Dataset items:
================
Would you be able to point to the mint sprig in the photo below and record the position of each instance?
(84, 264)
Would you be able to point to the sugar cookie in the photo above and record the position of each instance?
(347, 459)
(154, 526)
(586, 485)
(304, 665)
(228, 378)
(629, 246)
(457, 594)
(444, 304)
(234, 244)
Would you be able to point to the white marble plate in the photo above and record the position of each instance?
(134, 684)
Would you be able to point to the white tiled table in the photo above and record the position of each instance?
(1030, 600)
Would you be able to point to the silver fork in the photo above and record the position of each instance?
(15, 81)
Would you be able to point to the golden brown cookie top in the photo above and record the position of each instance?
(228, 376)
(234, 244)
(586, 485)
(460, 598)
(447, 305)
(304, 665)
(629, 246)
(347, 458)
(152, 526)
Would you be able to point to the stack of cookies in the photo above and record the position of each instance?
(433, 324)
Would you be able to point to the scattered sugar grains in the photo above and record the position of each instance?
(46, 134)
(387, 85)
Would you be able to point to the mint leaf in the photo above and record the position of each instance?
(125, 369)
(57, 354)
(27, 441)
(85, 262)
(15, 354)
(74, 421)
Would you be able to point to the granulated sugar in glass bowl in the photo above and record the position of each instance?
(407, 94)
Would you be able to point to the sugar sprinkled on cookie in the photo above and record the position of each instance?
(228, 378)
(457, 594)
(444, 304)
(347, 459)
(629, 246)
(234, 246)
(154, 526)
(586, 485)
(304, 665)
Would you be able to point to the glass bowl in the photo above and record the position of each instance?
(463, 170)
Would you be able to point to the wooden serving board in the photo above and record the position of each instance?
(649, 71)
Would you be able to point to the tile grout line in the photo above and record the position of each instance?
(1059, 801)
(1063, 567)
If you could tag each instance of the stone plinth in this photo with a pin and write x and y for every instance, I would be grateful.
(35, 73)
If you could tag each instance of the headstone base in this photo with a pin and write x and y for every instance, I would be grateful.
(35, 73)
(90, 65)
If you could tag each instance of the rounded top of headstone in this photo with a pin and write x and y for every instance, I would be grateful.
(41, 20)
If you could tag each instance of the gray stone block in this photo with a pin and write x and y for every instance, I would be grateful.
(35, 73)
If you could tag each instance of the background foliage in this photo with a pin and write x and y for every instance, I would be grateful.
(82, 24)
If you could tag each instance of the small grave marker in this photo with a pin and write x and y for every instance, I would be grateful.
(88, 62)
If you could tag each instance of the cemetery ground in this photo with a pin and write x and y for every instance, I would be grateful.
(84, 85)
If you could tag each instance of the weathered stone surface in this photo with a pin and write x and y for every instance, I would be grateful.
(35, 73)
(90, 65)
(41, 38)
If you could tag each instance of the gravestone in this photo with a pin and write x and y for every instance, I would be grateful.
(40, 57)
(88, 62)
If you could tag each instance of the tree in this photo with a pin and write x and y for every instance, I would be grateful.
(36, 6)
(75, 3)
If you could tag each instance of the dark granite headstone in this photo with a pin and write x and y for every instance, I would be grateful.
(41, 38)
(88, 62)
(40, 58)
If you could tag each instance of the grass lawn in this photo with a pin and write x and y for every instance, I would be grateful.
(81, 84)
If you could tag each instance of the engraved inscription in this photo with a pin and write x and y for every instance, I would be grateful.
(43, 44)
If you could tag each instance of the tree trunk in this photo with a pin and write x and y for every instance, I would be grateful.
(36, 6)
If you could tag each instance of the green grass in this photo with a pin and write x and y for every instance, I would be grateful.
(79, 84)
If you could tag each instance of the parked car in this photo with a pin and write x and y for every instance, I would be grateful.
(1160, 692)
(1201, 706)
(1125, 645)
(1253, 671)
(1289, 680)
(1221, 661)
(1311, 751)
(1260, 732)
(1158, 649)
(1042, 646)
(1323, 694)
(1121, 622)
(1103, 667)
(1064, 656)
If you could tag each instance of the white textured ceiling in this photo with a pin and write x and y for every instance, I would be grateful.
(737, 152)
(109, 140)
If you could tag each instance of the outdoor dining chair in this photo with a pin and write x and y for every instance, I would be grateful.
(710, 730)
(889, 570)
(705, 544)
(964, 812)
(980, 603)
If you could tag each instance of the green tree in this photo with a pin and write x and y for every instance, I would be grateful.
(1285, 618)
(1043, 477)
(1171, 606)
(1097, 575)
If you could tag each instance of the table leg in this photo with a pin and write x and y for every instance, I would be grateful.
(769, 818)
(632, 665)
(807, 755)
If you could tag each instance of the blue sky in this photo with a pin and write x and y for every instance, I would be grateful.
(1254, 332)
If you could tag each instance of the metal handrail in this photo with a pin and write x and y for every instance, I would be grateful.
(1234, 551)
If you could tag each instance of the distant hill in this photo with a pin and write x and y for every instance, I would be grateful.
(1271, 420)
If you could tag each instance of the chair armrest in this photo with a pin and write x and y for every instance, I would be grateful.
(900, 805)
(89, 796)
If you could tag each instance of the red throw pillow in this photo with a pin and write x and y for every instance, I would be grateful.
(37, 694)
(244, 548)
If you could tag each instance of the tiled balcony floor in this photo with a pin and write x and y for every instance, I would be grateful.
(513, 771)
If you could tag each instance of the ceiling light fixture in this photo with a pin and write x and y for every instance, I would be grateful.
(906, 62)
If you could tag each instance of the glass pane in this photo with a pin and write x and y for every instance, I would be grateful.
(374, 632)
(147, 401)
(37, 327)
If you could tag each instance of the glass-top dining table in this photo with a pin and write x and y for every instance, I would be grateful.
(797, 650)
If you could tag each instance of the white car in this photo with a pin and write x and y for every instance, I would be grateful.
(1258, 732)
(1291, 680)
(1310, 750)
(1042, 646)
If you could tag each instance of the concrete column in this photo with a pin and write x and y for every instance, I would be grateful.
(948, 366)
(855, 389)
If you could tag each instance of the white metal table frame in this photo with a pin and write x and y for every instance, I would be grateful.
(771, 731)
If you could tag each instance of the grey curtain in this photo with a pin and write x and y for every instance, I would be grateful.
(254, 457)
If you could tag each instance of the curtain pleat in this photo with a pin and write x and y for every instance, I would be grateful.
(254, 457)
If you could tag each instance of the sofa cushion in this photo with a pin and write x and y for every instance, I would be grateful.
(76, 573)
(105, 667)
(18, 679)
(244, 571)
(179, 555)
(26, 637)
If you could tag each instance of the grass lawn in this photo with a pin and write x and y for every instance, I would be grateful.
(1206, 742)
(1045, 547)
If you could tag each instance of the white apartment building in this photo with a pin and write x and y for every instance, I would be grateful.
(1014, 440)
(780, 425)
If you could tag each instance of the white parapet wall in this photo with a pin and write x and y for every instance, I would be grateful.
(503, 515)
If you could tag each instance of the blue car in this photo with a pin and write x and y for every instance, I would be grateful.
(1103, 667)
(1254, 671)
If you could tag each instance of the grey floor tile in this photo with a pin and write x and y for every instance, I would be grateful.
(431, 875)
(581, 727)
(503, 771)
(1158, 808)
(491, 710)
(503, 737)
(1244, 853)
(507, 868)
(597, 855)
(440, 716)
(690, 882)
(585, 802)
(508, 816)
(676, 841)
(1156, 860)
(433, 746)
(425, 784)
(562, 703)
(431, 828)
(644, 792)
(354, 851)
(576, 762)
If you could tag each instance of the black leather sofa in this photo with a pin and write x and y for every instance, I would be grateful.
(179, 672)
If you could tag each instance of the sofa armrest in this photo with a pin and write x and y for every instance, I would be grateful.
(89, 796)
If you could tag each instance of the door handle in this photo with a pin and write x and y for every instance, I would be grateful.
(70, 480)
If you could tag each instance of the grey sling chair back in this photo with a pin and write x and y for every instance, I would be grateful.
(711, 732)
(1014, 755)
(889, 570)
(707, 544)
================
### Activity
In this exercise, repeat all entries exactly.

### Exercise response
Would you be able to point to the mint sprig in the photo below and record the position of each instance?
(84, 264)
Would you be able to point to the sugar cookie in the photo above and record the position of each instance?
(347, 459)
(154, 526)
(586, 485)
(304, 665)
(228, 378)
(629, 246)
(457, 594)
(444, 304)
(234, 244)
Would you be able to point to the white marble plate in the photo above and record the position of each instance?
(134, 684)
Would you be able to point to the white tiled table in the photo above and record the position of each instance?
(1030, 600)
Would you be able to point to the silver fork in the photo above and record the position of each instance?
(15, 81)
Would you be able to point to the golden brown cookie top in the photo above and record the position of each instance?
(228, 376)
(234, 244)
(586, 485)
(460, 598)
(447, 305)
(304, 665)
(629, 246)
(347, 458)
(152, 526)
Would you be able to point to the stack of cookies in the photo above and record the position of each instance?
(433, 324)
Would you be able to point to the scattered sugar grains in the photo above and record the position of each instance?
(46, 134)
(387, 85)
Would you be able to point to the mint leaf in the photo above and record the position of each instance?
(125, 369)
(57, 354)
(27, 441)
(85, 262)
(15, 354)
(74, 421)
Would you be able to point to the granulated sugar in glass bowl in the photo above and record the position of each instance?
(407, 94)
Would you be able to point to the sugar sprinkled on cookie in the photo above and record the position of each instance?
(228, 378)
(457, 594)
(444, 304)
(347, 459)
(629, 246)
(234, 246)
(154, 526)
(586, 485)
(304, 665)
Would you be able to point to the glass bowl in the photo above and record the position of each instance?
(463, 170)
Would you be able to point to the wooden serving board in the photo above and record the position of each instance?
(649, 71)
Would you be able to point to the tile grout line in the photo above and record the position of each instance?
(1059, 801)
(1063, 567)
If you could tag each instance of the stone plinth in this photo with a pin and write x and y for every instance, I would be grateful.
(35, 73)
If you could tag each instance of the headstone base in this photo with a pin and write x and y for every instance, I would be grateful.
(35, 73)
(90, 65)
If you could tag each instance of the rounded top of headstone in this photo with a pin and write x and y for every instance, I would be grateful.
(41, 20)
If you could tag each instance of the gray stone block in this photo with a pin and write x and y for every instance, I would be grateful.
(35, 73)
If you could tag each instance of the background foliage in this photo with a pin and write x and y for every instance, I would be grateful.
(82, 24)
If you could tag each instance of the small grave marker in this photo with a pin and write x and y for every instance, I would be grateful.
(88, 62)
If you could tag each instance of the cemetery ground in this photo with a pin and write x and y for every instance, I would be grateful.
(84, 85)
If you could tag each instance of the weathered stone surface in this photo with a pin and write x and y for every instance, I would be grateful.
(35, 73)
(90, 65)
(41, 38)
If you could tag each instance of the gravestone in this photo with a pin and write x and y for every instance, I would be grateful.
(40, 57)
(88, 62)
If you could tag each instance of the tree in this photo with a pin and write x and y for every instance, I would be grateful.
(36, 6)
(75, 3)
If you could tag each instance of the dark granite headstone in this photo with a pin and write x and y for every instance, I would be grateful.
(41, 38)
(88, 62)
(40, 58)
If you could tag each instance of the grass lawn in this photo with a pin and write x and y for every instance, I would be grateful.
(81, 84)
If you could tag each instance of the engraved inscription in this photo with a pin and write x and y for every instance, I would be grateful.
(43, 44)
If you could tag each instance of the tree trunk in this photo with a pin and write x and y for every instance, I would be grateful.
(36, 6)
If you could tag each instance of the green grass in this photo with a pin and write x and y for every instance, I would be grateful.
(79, 84)
If you could tag each instance of the parked car in this photo with a pin and write x and y for every instance, I would be grateful.
(1160, 692)
(1201, 706)
(1125, 645)
(1253, 671)
(1289, 680)
(1221, 661)
(1311, 751)
(1260, 732)
(1158, 649)
(1042, 646)
(1323, 694)
(1121, 622)
(1103, 667)
(1064, 656)
If you could tag each instance of the white textured ceiling in this photo with a pin and write x and y for every instance, I would be grateful.
(737, 152)
(109, 140)
If you could tag each instance of the outdoor dining chair in this photo with a pin and write x and y for every instance, I would be grateful.
(710, 730)
(889, 570)
(705, 544)
(964, 812)
(980, 603)
If you could tag each instance of the green tree in this photo with a pin and write x and y for every instance, I would be grateful.
(1285, 618)
(1043, 477)
(1171, 606)
(1097, 575)
If you could tag each instance of the table leg in this photo with a pin and write x and y for every instance, I would be grateful.
(769, 818)
(632, 665)
(807, 755)
If you could tag each instance of the blue sky in this photo with a pin and write x and y for every instance, I would be grateful.
(1254, 332)
If you could tag each instance of the metal handrail in this photo with a pin and write x and y for every instance, I would be grateful.
(1234, 551)
If you could tag each instance of the distant hill in this photo with a pin and write x and y for every instance, I would be grateful.
(1271, 420)
If you could tag each instance of the chair armrest in this photo with a pin and write x and y for every instance, I would be grateful.
(900, 805)
(89, 796)
If you could tag each instance of the red throw pillow in this photo with a pin and write x and y for every instance, I would be grateful.
(37, 694)
(244, 548)
If you could tag each instance of the tiled balcony floor in this photo with a pin and write x and y for every instance, I would be grateful.
(513, 771)
If you could tag each instance of the ceiling light fixture in this photo with a pin and write x and y for every instance, I would be grateful.
(906, 62)
If you could tag each instance of the glass pane in this photo with a pin and write x and y for every instance, I would be grateful.
(374, 632)
(147, 401)
(37, 327)
If you could tag each instance of the glass-top dining table in this photo with a pin and write x and y for every instance, I would be grateful.
(797, 650)
If you could tag each instance of the white car in this photo with a pin and write x and y for every instance, I would be grateful.
(1258, 732)
(1291, 680)
(1310, 750)
(1042, 646)
If you could tag each instance of the concrete column in this photo with a pin and write x and y for every instance, I would be grateful.
(948, 366)
(855, 389)
If you could tag each instance of the white metal table frame in this photo with a pin and write x and y for every instance, I would be grateful.
(771, 731)
If you could tag each instance of the grey curtain in this photo with a pin and write x and y for every instance, I would be grateful.
(254, 457)
If you could tag each instance of the curtain pleat in this photo with a pin and write x and y for every instance, I would be grateful.
(254, 457)
If you could tag each instance of the sofa cushion in this photo with a pin and write x and y for every instance, I would be grateful.
(76, 573)
(105, 667)
(18, 679)
(244, 571)
(179, 555)
(26, 637)
If you could tag each instance of the grass lawn in this photo with a pin and write x and y for every instance, I would be grateful.
(1206, 742)
(1045, 547)
If you could tag each instance of the white apartment building in this photo with a pin and write x and y for every instance, I would be grateful.
(1014, 440)
(780, 425)
If you could tag each instance of the white parapet wall in this photo with a pin and write x and y for every instance, I would be grateful.
(503, 515)
If you could tag each instance of the blue car in this photo with a pin and write x and y for every instance, I would be grateful.
(1103, 667)
(1254, 671)
If you could tag each instance of the grey floor tile in this photo with a pin and write x and y for every instance, I would be grateful.
(431, 875)
(581, 727)
(503, 771)
(1158, 808)
(491, 710)
(503, 737)
(1244, 853)
(507, 868)
(597, 855)
(440, 716)
(690, 882)
(585, 802)
(508, 816)
(676, 841)
(1156, 860)
(433, 746)
(425, 784)
(562, 703)
(431, 828)
(644, 792)
(354, 851)
(576, 762)
If you could tag each instance of the black leather sofa in this photo with a pin and write x and y for every instance, I would be grateful.
(179, 672)
If you could tag each instance of the sofa armrest in this photo with a pin and write x and y for every instance, I would be grateful.
(89, 796)
If you could tag each instance of the door handle in this photo with a pin and write x and y for every instance, I would be grateful.
(70, 480)
If you could tag each instance of the grey sling chair back in this photo with a pin and write x and y for every instance, I would be grateful.
(711, 732)
(1014, 755)
(889, 570)
(707, 544)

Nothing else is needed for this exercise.